*Directions for this task*
Before returning the data, strip out the pictures and keep everything else exactly the same.

Segment Open

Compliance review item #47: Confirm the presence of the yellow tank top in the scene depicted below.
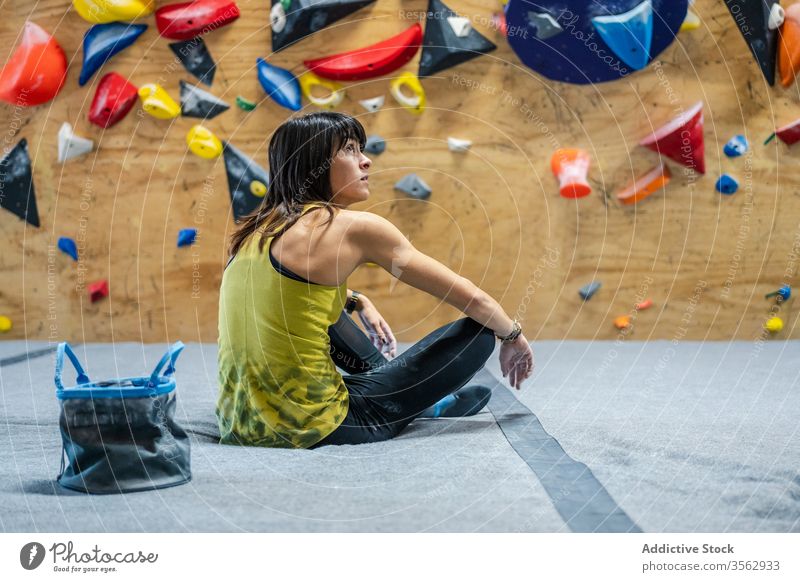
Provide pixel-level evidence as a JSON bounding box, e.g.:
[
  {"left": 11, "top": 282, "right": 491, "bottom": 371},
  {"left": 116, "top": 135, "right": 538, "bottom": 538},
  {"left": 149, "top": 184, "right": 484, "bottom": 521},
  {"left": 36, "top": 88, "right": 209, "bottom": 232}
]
[{"left": 216, "top": 203, "right": 349, "bottom": 448}]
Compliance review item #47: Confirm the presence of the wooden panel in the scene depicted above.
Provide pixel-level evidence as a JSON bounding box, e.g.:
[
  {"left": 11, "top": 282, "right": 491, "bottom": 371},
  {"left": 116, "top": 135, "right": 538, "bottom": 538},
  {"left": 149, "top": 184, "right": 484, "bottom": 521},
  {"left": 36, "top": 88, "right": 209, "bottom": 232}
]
[{"left": 1, "top": 0, "right": 798, "bottom": 342}]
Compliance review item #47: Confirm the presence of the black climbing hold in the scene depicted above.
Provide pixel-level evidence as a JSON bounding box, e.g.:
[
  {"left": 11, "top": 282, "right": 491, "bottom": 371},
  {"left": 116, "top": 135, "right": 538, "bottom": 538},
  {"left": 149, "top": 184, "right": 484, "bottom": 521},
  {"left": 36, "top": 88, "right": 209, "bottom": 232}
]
[
  {"left": 180, "top": 80, "right": 230, "bottom": 119},
  {"left": 222, "top": 141, "right": 270, "bottom": 222},
  {"left": 0, "top": 139, "right": 40, "bottom": 227},
  {"left": 169, "top": 37, "right": 217, "bottom": 86},
  {"left": 418, "top": 0, "right": 497, "bottom": 77},
  {"left": 270, "top": 0, "right": 376, "bottom": 52},
  {"left": 724, "top": 0, "right": 779, "bottom": 86}
]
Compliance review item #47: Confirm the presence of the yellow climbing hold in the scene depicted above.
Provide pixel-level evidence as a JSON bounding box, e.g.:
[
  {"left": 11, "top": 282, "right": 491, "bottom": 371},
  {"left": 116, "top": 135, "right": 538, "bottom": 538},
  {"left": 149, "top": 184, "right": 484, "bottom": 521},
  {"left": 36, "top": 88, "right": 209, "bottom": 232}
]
[
  {"left": 298, "top": 71, "right": 345, "bottom": 109},
  {"left": 186, "top": 125, "right": 222, "bottom": 159},
  {"left": 390, "top": 71, "right": 426, "bottom": 115},
  {"left": 73, "top": 0, "right": 154, "bottom": 24},
  {"left": 764, "top": 316, "right": 784, "bottom": 333},
  {"left": 680, "top": 1, "right": 700, "bottom": 32},
  {"left": 138, "top": 83, "right": 181, "bottom": 119},
  {"left": 249, "top": 180, "right": 267, "bottom": 197},
  {"left": 0, "top": 315, "right": 11, "bottom": 332}
]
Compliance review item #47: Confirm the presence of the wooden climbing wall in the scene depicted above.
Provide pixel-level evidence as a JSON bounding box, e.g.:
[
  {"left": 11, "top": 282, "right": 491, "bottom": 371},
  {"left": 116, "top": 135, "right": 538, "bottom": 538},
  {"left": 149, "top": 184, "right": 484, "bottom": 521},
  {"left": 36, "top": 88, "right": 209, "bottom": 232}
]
[{"left": 2, "top": 0, "right": 800, "bottom": 343}]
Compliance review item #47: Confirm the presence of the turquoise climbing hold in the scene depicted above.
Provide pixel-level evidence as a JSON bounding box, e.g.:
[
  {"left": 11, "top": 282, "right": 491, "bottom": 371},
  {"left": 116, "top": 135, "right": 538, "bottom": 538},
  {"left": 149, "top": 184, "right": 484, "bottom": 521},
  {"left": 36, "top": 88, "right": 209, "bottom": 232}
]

Segment Closed

*Task response*
Compliance review item #47: Confirm the presence of the yellow tank top in the scene depicted below.
Provide pixel-level evidence as a JSON bounding box, e.g.:
[
  {"left": 11, "top": 282, "right": 491, "bottom": 371},
  {"left": 116, "top": 135, "right": 538, "bottom": 538},
  {"left": 149, "top": 184, "right": 484, "bottom": 521},
  {"left": 36, "top": 88, "right": 209, "bottom": 232}
]
[{"left": 216, "top": 203, "right": 349, "bottom": 448}]
Compliance review item #47: Confirm the presence of the wooden panel in the scene depicted above.
Provide pixel-level evidence as a JSON bounding box, e.g.:
[
  {"left": 11, "top": 282, "right": 491, "bottom": 371},
  {"left": 116, "top": 135, "right": 538, "bottom": 538},
  {"left": 149, "top": 184, "right": 484, "bottom": 521},
  {"left": 36, "top": 88, "right": 209, "bottom": 232}
]
[{"left": 1, "top": 0, "right": 798, "bottom": 342}]
Compliance review item #47: Confirm the presence of the black climbing hold in the scene depicted above.
Provide pixel-level evidence as a JSON bounding box, e.g.:
[
  {"left": 11, "top": 282, "right": 491, "bottom": 371},
  {"left": 116, "top": 135, "right": 538, "bottom": 538},
  {"left": 149, "top": 184, "right": 484, "bottom": 521},
  {"left": 36, "top": 88, "right": 209, "bottom": 232}
]
[
  {"left": 180, "top": 80, "right": 230, "bottom": 119},
  {"left": 222, "top": 141, "right": 270, "bottom": 222},
  {"left": 0, "top": 139, "right": 40, "bottom": 227},
  {"left": 169, "top": 37, "right": 217, "bottom": 86},
  {"left": 418, "top": 0, "right": 497, "bottom": 77},
  {"left": 270, "top": 0, "right": 376, "bottom": 52},
  {"left": 724, "top": 0, "right": 779, "bottom": 86}
]
Compliance review item #47: Confirm the presence of the yellow climbing hold in the scene depicted above.
Provide pixel-level evidence as a JSON bounding box, e.g.:
[
  {"left": 11, "top": 282, "right": 491, "bottom": 371},
  {"left": 116, "top": 135, "right": 538, "bottom": 538},
  {"left": 149, "top": 184, "right": 484, "bottom": 521},
  {"left": 36, "top": 88, "right": 209, "bottom": 232}
]
[
  {"left": 298, "top": 71, "right": 345, "bottom": 109},
  {"left": 186, "top": 125, "right": 222, "bottom": 159},
  {"left": 390, "top": 71, "right": 426, "bottom": 115},
  {"left": 73, "top": 0, "right": 154, "bottom": 24},
  {"left": 764, "top": 316, "right": 784, "bottom": 333},
  {"left": 680, "top": 1, "right": 700, "bottom": 32},
  {"left": 138, "top": 83, "right": 181, "bottom": 119},
  {"left": 249, "top": 180, "right": 267, "bottom": 197},
  {"left": 0, "top": 315, "right": 11, "bottom": 332}
]
Compliance review item #47: Confirm the presence of the wooden climbing wall in the scene depicted above.
Provide pixel-level evidence as a JSON bounding box, e.g.:
[
  {"left": 11, "top": 282, "right": 491, "bottom": 371},
  {"left": 116, "top": 135, "right": 538, "bottom": 538},
  {"left": 149, "top": 184, "right": 484, "bottom": 521},
  {"left": 36, "top": 88, "right": 209, "bottom": 232}
]
[{"left": 2, "top": 0, "right": 800, "bottom": 343}]
Compliance review item #47: Confirm the presence of the turquoise climbing hold in the scene depicted above.
Provide pixel-level evidence as a JSON bounding box, e.g.:
[
  {"left": 11, "top": 282, "right": 491, "bottom": 371},
  {"left": 116, "top": 135, "right": 538, "bottom": 538},
  {"left": 149, "top": 184, "right": 484, "bottom": 521},
  {"left": 36, "top": 88, "right": 209, "bottom": 232}
]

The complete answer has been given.